* **Stated task**:
Repeat every line of the data below, requests included, but multiply each point coordinate in the answers by 2.15 and round the result to the nearest whole number, with halves rounded up.
___ Data for this exercise ___
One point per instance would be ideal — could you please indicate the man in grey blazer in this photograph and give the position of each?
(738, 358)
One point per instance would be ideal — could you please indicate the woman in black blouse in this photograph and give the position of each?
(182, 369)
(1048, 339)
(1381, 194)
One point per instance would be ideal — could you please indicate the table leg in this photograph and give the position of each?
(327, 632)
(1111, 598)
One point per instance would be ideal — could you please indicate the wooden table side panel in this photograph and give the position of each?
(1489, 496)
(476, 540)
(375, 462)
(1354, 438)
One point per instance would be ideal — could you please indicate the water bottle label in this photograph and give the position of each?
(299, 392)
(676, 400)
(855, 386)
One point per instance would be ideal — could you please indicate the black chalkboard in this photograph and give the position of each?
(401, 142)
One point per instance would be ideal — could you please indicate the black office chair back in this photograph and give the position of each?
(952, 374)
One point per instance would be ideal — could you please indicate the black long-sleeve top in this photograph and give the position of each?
___
* **Completed exercise**:
One point per instance would be ideal — could you please indicate the man in grey blazer in this photograph and give the position of each?
(1587, 770)
One point per instance would be ideal — could you please indicate the woman in black blouse in this photograph and give the position of each?
(391, 793)
(2253, 729)
(2969, 417)
One point per instance would be ideal — could you please indicate the table leg in this photograph and give the position of each?
(703, 1359)
(2389, 1286)
One point per instance would be ideal — could you please indicate the wooden table side panel in this photograph and give the position of each?
(3201, 1066)
(1023, 1161)
(806, 993)
(2911, 942)
One point per instance would be ideal — could you please indicate the water bottle label in this photograph and give the position of each?
(643, 843)
(1453, 860)
(1838, 830)
One point per instance would be ideal — could you please indicate the black chalkboard in this photograph and give the position of each?
(862, 305)
One point per instance would be ideal — could you please indicate the black office chair back in this photograph and give the position of each?
(2047, 804)
One point per instance would be ideal — could you please indicate the black long-sleeve top in this photograph and give the position of each?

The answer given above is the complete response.